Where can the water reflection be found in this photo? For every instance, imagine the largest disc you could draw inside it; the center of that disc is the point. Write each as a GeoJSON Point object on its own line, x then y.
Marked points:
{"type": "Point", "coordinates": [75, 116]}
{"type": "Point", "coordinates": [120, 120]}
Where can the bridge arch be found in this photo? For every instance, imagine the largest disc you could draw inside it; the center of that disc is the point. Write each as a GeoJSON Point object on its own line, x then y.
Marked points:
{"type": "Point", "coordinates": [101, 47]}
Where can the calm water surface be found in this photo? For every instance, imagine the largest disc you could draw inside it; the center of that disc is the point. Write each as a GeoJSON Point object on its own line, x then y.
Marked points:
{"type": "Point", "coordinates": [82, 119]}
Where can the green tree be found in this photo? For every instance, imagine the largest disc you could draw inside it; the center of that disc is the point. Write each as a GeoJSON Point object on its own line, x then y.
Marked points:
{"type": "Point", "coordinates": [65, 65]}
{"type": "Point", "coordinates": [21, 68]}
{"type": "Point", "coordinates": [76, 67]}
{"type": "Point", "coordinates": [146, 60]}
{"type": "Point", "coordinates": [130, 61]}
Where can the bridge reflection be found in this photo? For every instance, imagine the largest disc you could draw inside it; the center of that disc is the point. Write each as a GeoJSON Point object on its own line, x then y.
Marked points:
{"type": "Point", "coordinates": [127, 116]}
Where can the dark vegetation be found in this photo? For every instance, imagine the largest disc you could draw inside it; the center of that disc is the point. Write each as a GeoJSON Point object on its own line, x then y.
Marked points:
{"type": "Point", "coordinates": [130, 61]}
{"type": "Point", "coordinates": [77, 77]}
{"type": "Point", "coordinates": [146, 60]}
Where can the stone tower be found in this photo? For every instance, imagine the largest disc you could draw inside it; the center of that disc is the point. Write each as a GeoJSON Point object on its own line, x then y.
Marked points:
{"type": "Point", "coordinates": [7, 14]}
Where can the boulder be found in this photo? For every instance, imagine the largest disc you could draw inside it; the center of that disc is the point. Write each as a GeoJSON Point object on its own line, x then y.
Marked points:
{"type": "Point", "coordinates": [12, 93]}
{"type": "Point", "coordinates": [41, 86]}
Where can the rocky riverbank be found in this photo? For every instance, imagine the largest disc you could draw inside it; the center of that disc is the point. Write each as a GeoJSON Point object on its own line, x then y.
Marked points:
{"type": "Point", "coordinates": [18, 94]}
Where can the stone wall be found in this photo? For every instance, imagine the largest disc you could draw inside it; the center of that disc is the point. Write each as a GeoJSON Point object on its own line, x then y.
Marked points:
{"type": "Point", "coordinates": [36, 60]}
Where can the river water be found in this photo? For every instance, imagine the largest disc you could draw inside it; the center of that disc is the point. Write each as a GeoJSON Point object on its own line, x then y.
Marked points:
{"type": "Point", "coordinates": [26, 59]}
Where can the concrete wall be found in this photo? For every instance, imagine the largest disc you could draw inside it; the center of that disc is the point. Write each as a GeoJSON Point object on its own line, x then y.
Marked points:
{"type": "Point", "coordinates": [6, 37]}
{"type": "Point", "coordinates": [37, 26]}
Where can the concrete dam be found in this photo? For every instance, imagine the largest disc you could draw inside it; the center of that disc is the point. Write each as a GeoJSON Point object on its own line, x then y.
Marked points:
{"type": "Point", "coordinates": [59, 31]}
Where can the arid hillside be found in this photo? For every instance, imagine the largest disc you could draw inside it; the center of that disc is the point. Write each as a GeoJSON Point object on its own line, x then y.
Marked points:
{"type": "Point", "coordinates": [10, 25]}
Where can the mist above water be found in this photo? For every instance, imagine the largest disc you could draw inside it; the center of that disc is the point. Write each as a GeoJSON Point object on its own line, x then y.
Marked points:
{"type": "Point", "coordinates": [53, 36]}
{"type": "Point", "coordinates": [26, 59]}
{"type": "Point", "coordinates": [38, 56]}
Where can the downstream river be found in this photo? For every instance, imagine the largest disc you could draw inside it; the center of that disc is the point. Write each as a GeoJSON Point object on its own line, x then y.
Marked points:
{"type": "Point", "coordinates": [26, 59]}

YOUR OBJECTIVE — Would you restate each of the entries word for word?

REPLY TO THE TASK —
Where can the water reflection be found in this photo? For every instance, imagine the largest disc you could draw inside it; the center of that disc is the point. Write each as a GeoJSON Point object on its own line, x then y.
Marked points:
{"type": "Point", "coordinates": [75, 116]}
{"type": "Point", "coordinates": [120, 120]}
Where can the bridge arch be found in this photo? For every instance, imagine the largest disc you could draw inside it; the center of that disc is the point. Write each as a GeoJSON Point object on its own line, x then y.
Marked points:
{"type": "Point", "coordinates": [101, 47]}
Where can the calm water surface be found in this photo? For every instance, imagine the largest disc you could draw inside it; the center of that disc is the point. Write each as a GeoJSON Point object on its own line, x then y.
Marked points:
{"type": "Point", "coordinates": [82, 119]}
Where can the green tree be found in this photo? For every instance, imagine the largest disc you could draw inside it; the center of that disc is the point. Write each as a GeoJSON Point object on its own line, x then y.
Marked points:
{"type": "Point", "coordinates": [65, 65]}
{"type": "Point", "coordinates": [21, 68]}
{"type": "Point", "coordinates": [76, 67]}
{"type": "Point", "coordinates": [146, 60]}
{"type": "Point", "coordinates": [130, 61]}
Where can the bridge reflection be found in this photo? For every instance, imagine the largest disc you could draw inside it; the center of that disc is the point. Write each as a GeoJSON Point object on its own line, x then y.
Marked points:
{"type": "Point", "coordinates": [127, 116]}
Where can the dark vegetation be found in this photo? For every instance, imagine the largest disc you could draw inside it; the center of that disc is the point. Write each as a GeoJSON Point object on its own line, x then y.
Marked points:
{"type": "Point", "coordinates": [130, 61]}
{"type": "Point", "coordinates": [77, 77]}
{"type": "Point", "coordinates": [146, 60]}
Where can the stone tower be found in this photo? For every instance, imagine the largest disc you could draw inside it; the center of that disc is the point. Write each as a GeoJSON Point object on its own line, x then y.
Marked points:
{"type": "Point", "coordinates": [7, 14]}
Where can the boulder be found in this photo? For every instance, imagine the largest disc you could draw inside it; the center of that disc is the point. Write each as a GeoJSON Point object on its own line, x then y.
Marked points:
{"type": "Point", "coordinates": [12, 93]}
{"type": "Point", "coordinates": [41, 86]}
Where can the rocky riverbank be found in this photo? For every instance, imagine the largest disc you could draw inside it; the center of that disc is the point. Write each as a GeoJSON Point object on its own line, x then y.
Marked points:
{"type": "Point", "coordinates": [18, 94]}
Where can the stone wall be found in this photo? For every instance, imagine the largest disc you could draw inside it; the center of that disc is the point. Write each as a GeoJSON Point object on its own line, x then y.
Marked points:
{"type": "Point", "coordinates": [36, 60]}
Where can the river water be found in this photo? For every instance, imagine the largest disc you could draw inside it; the center of that disc is the point. Write each as a GeoJSON Point object on its own line, x then y.
Marked points:
{"type": "Point", "coordinates": [26, 59]}
Where can the concrete wall be found in this photo? For every instance, imagine the largest disc you could draw inside it; the center of that disc is the point. Write each as a GeoJSON Point object on its own line, x then y.
Marked points:
{"type": "Point", "coordinates": [6, 37]}
{"type": "Point", "coordinates": [37, 26]}
Where can the concrete dam be found in this photo? For every instance, imagine the largest disc you could draw inside it; the center of that disc is the point. Write each as a GeoJSON Point object on its own line, x then y.
Marked points:
{"type": "Point", "coordinates": [59, 31]}
Where can the arid hillside be found in this photo? For every instance, imagine the largest disc you could draw inside it; the center of that disc is the point. Write each as a GeoJSON Point object on its own line, x then y.
Marked points:
{"type": "Point", "coordinates": [10, 25]}
Where can the mist above water be found in this photo? For every instance, imagine the largest disc you could draw inside it; the center of that disc is the point. Write each as a GeoJSON Point object on its own line, x then y.
Marked points:
{"type": "Point", "coordinates": [53, 36]}
{"type": "Point", "coordinates": [26, 59]}
{"type": "Point", "coordinates": [38, 56]}
Where can the downstream river be found in this photo? For every instance, imagine the largest disc you could draw inside it; the center of that disc is the point. Write each as a GeoJSON Point object on its own line, x then y.
Marked points:
{"type": "Point", "coordinates": [26, 59]}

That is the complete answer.